**What you are asked to do**
Lines holding the word "facade" must be located in the listing below and copied.

**Data supplied**
━━━━━━
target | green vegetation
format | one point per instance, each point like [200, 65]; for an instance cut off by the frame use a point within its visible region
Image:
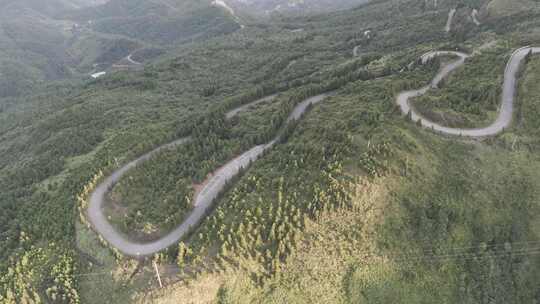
[355, 204]
[470, 97]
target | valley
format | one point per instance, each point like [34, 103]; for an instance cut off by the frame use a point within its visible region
[385, 153]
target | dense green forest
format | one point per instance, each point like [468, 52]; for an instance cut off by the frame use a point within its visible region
[356, 204]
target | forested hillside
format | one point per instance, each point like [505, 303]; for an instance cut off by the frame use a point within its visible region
[50, 40]
[354, 204]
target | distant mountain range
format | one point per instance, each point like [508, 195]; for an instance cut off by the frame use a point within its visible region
[270, 7]
[55, 39]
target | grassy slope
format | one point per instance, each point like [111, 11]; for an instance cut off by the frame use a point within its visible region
[359, 129]
[460, 199]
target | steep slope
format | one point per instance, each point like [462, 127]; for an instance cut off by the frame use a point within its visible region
[355, 203]
[158, 21]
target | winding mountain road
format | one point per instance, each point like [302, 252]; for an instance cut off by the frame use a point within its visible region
[451, 15]
[506, 109]
[203, 201]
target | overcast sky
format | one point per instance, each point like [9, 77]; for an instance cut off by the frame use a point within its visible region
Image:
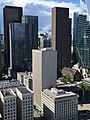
[40, 8]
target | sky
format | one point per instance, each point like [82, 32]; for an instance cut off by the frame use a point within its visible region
[40, 8]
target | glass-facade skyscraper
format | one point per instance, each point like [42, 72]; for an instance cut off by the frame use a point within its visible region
[85, 5]
[20, 47]
[32, 22]
[81, 40]
[11, 14]
[61, 37]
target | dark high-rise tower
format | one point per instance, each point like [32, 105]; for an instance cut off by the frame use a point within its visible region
[11, 14]
[32, 22]
[61, 36]
[20, 48]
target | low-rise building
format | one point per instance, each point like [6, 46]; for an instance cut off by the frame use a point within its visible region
[8, 104]
[9, 83]
[24, 103]
[59, 105]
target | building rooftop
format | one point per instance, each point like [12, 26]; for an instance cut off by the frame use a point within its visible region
[7, 92]
[55, 93]
[25, 90]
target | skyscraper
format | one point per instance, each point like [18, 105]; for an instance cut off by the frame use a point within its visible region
[11, 14]
[44, 71]
[24, 103]
[81, 40]
[20, 47]
[32, 22]
[85, 5]
[8, 104]
[61, 36]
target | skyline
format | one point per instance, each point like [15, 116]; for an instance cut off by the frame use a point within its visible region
[40, 8]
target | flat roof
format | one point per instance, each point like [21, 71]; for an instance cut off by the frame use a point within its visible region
[7, 92]
[24, 90]
[61, 94]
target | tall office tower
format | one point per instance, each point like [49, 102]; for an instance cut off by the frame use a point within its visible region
[85, 6]
[44, 71]
[11, 14]
[33, 29]
[81, 40]
[8, 104]
[20, 48]
[24, 103]
[1, 54]
[59, 105]
[61, 36]
[44, 41]
[32, 22]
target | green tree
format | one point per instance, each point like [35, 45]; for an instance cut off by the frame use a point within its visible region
[66, 78]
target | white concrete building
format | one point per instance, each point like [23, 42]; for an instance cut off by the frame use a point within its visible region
[59, 105]
[44, 67]
[8, 104]
[25, 78]
[24, 103]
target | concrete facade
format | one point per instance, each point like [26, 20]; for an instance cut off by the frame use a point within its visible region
[24, 103]
[44, 71]
[61, 37]
[8, 104]
[59, 105]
━━━━━━
**Written response**
target | glass-facade skyscraper
target | concrete facade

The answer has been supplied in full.